WHAT IS REQUIRED:
Convert the lines of the records from the one containing "Target: eagle head" through the one containing "(1331, 232)" into a numbered list, leaving out any blank lines.

SUPPLIED ENTRIES:
-- start --

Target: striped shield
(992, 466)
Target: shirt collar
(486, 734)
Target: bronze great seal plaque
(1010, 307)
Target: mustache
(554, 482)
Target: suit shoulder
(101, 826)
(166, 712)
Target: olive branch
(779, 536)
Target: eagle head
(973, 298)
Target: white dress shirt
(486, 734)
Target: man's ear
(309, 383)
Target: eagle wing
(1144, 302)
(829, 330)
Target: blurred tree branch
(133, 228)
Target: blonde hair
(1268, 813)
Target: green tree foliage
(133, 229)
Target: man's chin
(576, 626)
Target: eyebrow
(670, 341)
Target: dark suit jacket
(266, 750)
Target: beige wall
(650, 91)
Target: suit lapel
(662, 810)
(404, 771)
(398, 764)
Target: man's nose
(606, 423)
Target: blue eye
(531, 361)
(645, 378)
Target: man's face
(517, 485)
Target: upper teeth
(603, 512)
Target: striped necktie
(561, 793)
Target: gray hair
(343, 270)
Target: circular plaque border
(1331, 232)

-- end --
-- start --

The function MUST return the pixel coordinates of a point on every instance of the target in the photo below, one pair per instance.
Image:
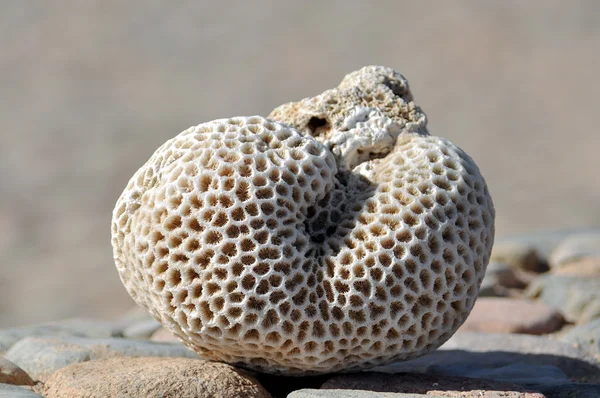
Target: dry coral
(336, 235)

-- end --

FULL SOLUTION:
1. Target: eagle head
2. (973, 298)
3. Target: white dress shirt
4. (486, 734)
5. Target: man's ear
6. (309, 383)
7. Target: eagle wing
8. (1144, 302)
9. (829, 330)
10. Target: blurred tree branch
11. (133, 228)
12. Target: blonde hair
13. (1268, 813)
14. Target: green tree foliage
15. (133, 229)
16. Target: man's chin
17. (576, 626)
18. Target: eyebrow
19. (670, 341)
20. Target: dark suit jacket
21. (266, 750)
22. Target: beige wall
23. (650, 91)
24. Target: suit lapel
25. (662, 810)
26. (404, 771)
27. (398, 764)
28. Target: man's nose
29. (606, 423)
30. Target: blue eye
31. (531, 361)
32. (645, 378)
33. Target: man's face
34. (517, 485)
35. Target: upper teeth
36. (603, 512)
37. Target: striped necktie
38. (561, 793)
39. Target: gray hair
40. (343, 270)
41. Target: circular plaque border
42. (1331, 232)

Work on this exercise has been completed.